__Task statement__
Return every line of the material below that contains the word "tongs", copying each line unchanged.

(Data records)
=======
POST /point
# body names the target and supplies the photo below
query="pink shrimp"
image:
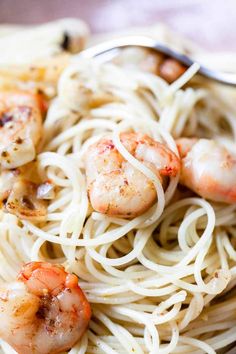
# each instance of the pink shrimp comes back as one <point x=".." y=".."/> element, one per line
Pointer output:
<point x="44" y="311"/>
<point x="208" y="168"/>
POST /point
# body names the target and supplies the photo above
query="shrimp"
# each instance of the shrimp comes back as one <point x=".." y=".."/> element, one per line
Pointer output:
<point x="155" y="63"/>
<point x="115" y="187"/>
<point x="22" y="197"/>
<point x="20" y="127"/>
<point x="44" y="311"/>
<point x="208" y="168"/>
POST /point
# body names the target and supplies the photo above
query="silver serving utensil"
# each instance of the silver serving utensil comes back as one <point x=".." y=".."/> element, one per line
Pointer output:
<point x="149" y="43"/>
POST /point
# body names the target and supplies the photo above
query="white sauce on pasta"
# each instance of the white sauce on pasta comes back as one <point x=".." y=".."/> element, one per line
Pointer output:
<point x="161" y="282"/>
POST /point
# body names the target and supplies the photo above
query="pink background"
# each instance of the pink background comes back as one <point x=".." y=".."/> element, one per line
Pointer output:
<point x="211" y="23"/>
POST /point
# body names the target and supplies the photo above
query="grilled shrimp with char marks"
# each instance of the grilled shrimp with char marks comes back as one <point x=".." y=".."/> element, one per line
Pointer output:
<point x="208" y="168"/>
<point x="115" y="187"/>
<point x="44" y="311"/>
<point x="20" y="127"/>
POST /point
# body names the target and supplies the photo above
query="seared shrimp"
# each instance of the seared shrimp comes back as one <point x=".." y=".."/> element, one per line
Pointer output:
<point x="22" y="197"/>
<point x="20" y="127"/>
<point x="208" y="168"/>
<point x="44" y="311"/>
<point x="115" y="187"/>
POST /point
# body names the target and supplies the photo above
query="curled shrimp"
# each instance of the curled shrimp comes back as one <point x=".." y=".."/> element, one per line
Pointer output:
<point x="150" y="61"/>
<point x="20" y="127"/>
<point x="44" y="311"/>
<point x="22" y="197"/>
<point x="115" y="187"/>
<point x="208" y="168"/>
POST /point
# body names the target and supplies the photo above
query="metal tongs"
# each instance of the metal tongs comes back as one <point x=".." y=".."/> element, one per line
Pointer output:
<point x="149" y="43"/>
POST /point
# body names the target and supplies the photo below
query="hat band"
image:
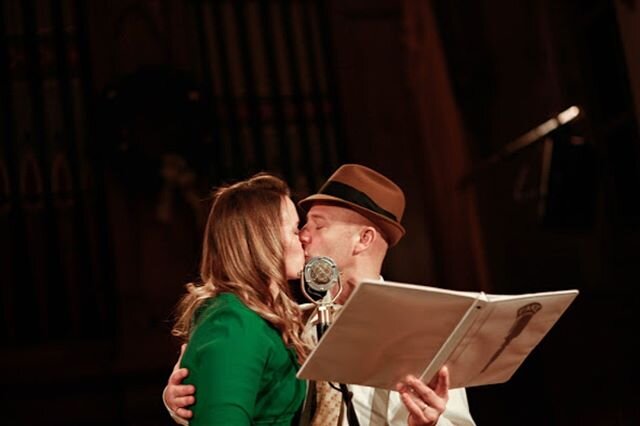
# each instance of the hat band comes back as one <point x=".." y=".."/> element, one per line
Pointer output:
<point x="349" y="193"/>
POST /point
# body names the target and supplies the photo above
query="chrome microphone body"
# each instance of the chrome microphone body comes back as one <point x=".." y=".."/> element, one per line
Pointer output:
<point x="319" y="276"/>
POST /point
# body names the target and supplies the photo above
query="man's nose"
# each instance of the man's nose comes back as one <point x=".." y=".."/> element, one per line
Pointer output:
<point x="304" y="236"/>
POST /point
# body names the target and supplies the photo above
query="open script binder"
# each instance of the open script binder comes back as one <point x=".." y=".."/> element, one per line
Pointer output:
<point x="387" y="330"/>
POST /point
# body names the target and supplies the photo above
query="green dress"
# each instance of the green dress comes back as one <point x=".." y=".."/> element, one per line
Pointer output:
<point x="242" y="371"/>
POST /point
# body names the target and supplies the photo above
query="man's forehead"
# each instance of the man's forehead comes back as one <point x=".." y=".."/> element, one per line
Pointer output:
<point x="327" y="212"/>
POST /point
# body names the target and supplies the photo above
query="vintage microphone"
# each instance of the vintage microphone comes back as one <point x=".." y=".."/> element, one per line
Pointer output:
<point x="318" y="277"/>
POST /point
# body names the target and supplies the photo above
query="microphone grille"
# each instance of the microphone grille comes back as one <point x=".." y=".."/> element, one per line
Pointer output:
<point x="321" y="273"/>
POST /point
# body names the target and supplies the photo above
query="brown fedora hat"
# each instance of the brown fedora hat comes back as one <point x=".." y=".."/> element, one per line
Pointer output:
<point x="367" y="192"/>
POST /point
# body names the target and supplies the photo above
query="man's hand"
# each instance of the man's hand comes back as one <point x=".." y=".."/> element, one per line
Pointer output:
<point x="425" y="403"/>
<point x="178" y="396"/>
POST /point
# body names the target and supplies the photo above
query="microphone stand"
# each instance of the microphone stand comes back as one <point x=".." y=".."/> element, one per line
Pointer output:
<point x="324" y="306"/>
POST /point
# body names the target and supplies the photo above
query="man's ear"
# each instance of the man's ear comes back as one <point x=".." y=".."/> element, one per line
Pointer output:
<point x="366" y="237"/>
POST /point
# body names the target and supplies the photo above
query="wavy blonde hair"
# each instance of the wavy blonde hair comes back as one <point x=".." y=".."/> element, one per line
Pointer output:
<point x="243" y="253"/>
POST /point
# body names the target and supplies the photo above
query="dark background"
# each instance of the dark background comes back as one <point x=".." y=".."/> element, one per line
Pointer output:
<point x="118" y="117"/>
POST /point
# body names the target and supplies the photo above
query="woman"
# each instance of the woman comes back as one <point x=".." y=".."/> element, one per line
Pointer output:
<point x="242" y="326"/>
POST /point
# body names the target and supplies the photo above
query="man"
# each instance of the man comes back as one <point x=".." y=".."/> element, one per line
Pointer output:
<point x="354" y="219"/>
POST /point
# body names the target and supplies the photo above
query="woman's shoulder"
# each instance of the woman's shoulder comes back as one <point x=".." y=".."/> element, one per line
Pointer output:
<point x="228" y="309"/>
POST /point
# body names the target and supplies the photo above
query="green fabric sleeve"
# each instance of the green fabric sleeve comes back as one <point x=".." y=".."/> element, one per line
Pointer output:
<point x="230" y="352"/>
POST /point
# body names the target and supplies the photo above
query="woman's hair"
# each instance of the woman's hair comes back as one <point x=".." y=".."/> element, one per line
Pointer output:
<point x="243" y="253"/>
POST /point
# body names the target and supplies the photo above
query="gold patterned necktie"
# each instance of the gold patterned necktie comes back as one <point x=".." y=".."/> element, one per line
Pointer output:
<point x="329" y="405"/>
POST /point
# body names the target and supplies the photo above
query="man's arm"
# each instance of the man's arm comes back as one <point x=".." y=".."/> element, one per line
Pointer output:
<point x="176" y="396"/>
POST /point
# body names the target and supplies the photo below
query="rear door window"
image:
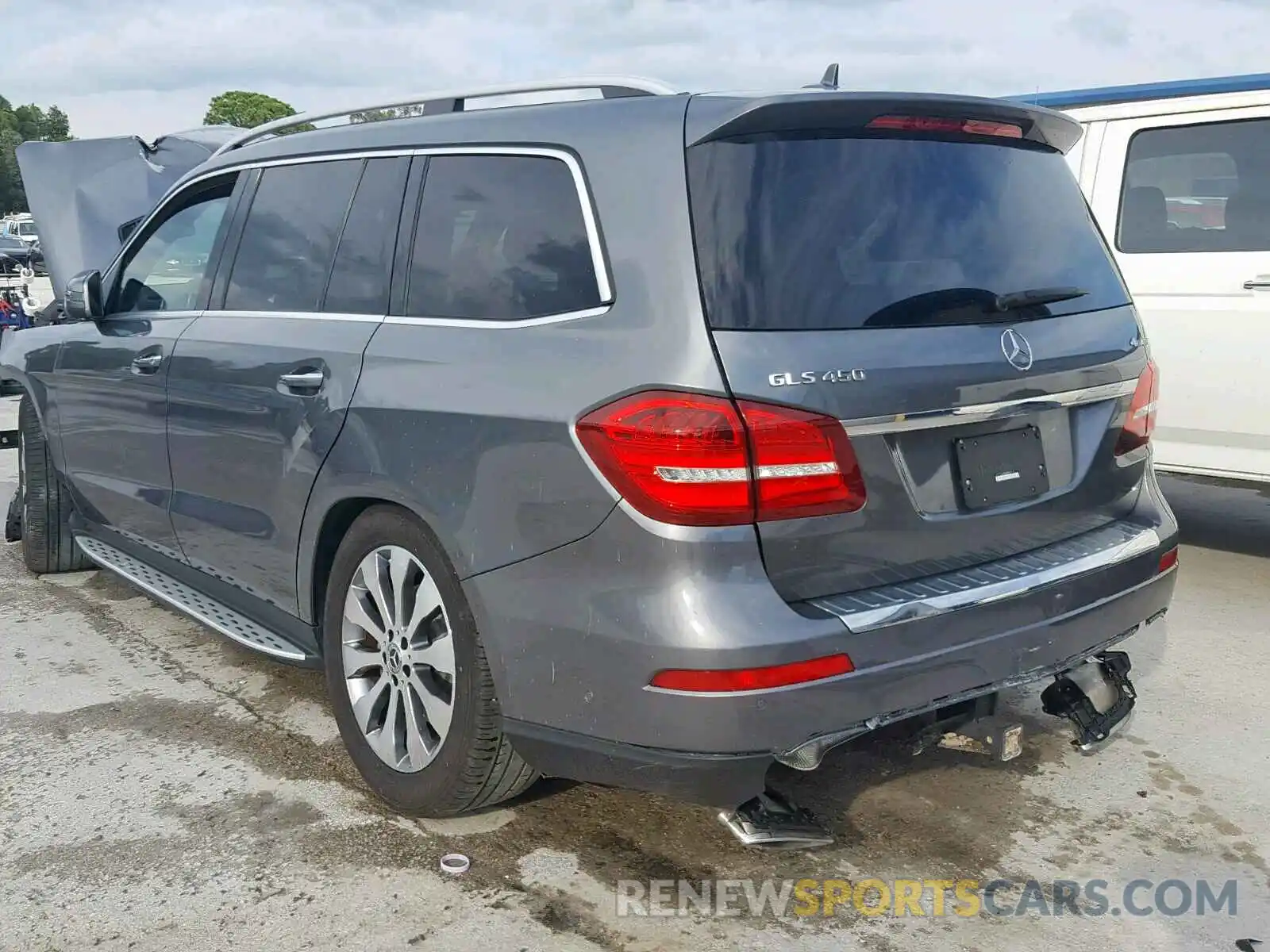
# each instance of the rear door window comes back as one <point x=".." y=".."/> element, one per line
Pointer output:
<point x="1197" y="188"/>
<point x="806" y="232"/>
<point x="169" y="270"/>
<point x="289" y="239"/>
<point x="501" y="238"/>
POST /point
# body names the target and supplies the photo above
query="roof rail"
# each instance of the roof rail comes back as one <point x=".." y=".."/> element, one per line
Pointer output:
<point x="455" y="102"/>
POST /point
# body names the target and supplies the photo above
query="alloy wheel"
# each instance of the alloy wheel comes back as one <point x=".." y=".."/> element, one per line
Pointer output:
<point x="399" y="659"/>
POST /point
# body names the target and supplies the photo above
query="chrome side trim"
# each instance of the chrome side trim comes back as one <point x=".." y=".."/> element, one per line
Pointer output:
<point x="979" y="413"/>
<point x="188" y="601"/>
<point x="629" y="84"/>
<point x="1007" y="578"/>
<point x="493" y="324"/>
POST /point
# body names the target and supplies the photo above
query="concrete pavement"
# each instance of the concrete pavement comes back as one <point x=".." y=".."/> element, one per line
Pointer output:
<point x="162" y="789"/>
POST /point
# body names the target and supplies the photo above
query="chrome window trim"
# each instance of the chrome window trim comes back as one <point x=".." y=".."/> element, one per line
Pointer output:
<point x="994" y="582"/>
<point x="982" y="413"/>
<point x="590" y="219"/>
<point x="300" y="315"/>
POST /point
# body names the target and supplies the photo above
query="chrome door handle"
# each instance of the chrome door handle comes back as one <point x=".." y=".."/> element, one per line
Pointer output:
<point x="304" y="380"/>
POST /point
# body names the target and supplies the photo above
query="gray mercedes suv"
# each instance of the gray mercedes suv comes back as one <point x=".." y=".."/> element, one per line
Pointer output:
<point x="645" y="440"/>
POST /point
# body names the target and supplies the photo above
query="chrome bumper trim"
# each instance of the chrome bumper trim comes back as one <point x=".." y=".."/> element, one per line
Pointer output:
<point x="992" y="582"/>
<point x="981" y="413"/>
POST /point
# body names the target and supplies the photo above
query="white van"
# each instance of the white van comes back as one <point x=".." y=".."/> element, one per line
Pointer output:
<point x="1178" y="175"/>
<point x="21" y="226"/>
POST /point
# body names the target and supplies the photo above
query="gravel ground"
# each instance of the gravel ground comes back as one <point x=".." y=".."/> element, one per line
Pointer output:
<point x="162" y="789"/>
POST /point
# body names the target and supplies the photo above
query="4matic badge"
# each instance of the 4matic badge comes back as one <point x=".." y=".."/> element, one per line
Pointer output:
<point x="799" y="378"/>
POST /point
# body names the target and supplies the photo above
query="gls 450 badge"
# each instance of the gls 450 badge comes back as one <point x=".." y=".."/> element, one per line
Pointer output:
<point x="797" y="380"/>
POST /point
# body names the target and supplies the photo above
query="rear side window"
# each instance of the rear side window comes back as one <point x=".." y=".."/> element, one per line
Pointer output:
<point x="290" y="235"/>
<point x="499" y="238"/>
<point x="1197" y="188"/>
<point x="837" y="234"/>
<point x="364" y="264"/>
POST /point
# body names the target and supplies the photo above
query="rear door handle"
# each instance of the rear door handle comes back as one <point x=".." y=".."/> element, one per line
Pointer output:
<point x="302" y="380"/>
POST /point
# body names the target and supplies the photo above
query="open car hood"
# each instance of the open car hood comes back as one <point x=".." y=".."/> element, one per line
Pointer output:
<point x="84" y="194"/>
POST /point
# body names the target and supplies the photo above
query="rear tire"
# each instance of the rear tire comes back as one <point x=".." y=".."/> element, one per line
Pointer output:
<point x="457" y="758"/>
<point x="48" y="545"/>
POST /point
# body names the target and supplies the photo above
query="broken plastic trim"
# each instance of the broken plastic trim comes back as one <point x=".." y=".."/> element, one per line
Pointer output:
<point x="810" y="754"/>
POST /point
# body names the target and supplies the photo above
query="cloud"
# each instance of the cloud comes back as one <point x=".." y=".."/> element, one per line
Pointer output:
<point x="133" y="67"/>
<point x="1105" y="25"/>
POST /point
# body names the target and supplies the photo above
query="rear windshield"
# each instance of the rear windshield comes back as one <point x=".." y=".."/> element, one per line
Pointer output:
<point x="837" y="234"/>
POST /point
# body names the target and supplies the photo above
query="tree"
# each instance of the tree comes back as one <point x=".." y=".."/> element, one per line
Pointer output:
<point x="57" y="126"/>
<point x="19" y="125"/>
<point x="245" y="109"/>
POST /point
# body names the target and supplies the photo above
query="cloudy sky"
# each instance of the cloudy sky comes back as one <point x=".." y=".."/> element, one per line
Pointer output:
<point x="149" y="67"/>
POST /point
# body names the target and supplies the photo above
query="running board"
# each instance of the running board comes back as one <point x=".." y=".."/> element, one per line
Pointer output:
<point x="187" y="600"/>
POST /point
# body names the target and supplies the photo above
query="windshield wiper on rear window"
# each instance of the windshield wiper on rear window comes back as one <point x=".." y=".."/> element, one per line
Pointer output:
<point x="1037" y="296"/>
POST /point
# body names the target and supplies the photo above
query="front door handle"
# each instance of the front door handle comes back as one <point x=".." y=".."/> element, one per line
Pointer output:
<point x="302" y="380"/>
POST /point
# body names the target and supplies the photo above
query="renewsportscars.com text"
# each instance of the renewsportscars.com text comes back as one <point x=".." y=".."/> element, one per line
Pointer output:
<point x="965" y="898"/>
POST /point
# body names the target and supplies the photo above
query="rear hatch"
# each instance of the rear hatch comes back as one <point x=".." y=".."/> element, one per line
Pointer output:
<point x="927" y="272"/>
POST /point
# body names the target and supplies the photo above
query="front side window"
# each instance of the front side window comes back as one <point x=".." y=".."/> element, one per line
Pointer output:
<point x="289" y="240"/>
<point x="169" y="270"/>
<point x="1197" y="188"/>
<point x="501" y="238"/>
<point x="364" y="263"/>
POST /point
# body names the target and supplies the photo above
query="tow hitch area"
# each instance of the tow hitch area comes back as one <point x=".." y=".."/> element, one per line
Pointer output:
<point x="1096" y="697"/>
<point x="772" y="822"/>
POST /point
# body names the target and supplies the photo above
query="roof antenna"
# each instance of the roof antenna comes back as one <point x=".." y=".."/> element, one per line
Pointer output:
<point x="829" y="80"/>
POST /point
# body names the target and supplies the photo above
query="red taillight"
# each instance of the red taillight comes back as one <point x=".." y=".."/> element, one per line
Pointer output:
<point x="694" y="460"/>
<point x="1142" y="413"/>
<point x="753" y="678"/>
<point x="935" y="124"/>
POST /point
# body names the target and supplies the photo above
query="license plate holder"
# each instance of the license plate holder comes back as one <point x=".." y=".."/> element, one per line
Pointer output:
<point x="1001" y="467"/>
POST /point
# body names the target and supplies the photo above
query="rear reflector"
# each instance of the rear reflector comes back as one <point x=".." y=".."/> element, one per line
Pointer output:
<point x="935" y="124"/>
<point x="1141" y="422"/>
<point x="694" y="460"/>
<point x="713" y="682"/>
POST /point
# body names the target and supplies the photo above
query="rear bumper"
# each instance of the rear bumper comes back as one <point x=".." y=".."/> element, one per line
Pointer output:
<point x="573" y="672"/>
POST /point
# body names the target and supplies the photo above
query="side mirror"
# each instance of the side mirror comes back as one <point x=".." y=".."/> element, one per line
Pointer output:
<point x="83" y="301"/>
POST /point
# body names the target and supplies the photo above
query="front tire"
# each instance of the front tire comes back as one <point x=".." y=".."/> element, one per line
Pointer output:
<point x="48" y="546"/>
<point x="406" y="674"/>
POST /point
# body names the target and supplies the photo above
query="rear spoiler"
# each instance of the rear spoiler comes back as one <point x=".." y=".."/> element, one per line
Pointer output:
<point x="715" y="117"/>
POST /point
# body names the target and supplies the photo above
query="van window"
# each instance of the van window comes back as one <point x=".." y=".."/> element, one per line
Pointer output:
<point x="499" y="238"/>
<point x="169" y="270"/>
<point x="1197" y="188"/>
<point x="362" y="272"/>
<point x="290" y="235"/>
<point x="806" y="232"/>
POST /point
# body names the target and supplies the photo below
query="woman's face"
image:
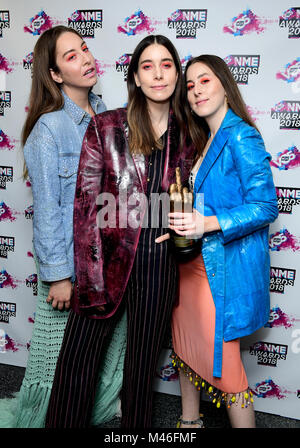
=======
__Answer__
query="metal tongs"
# each instance of the metal tongs comes back as one <point x=".." y=".."/> element, one per line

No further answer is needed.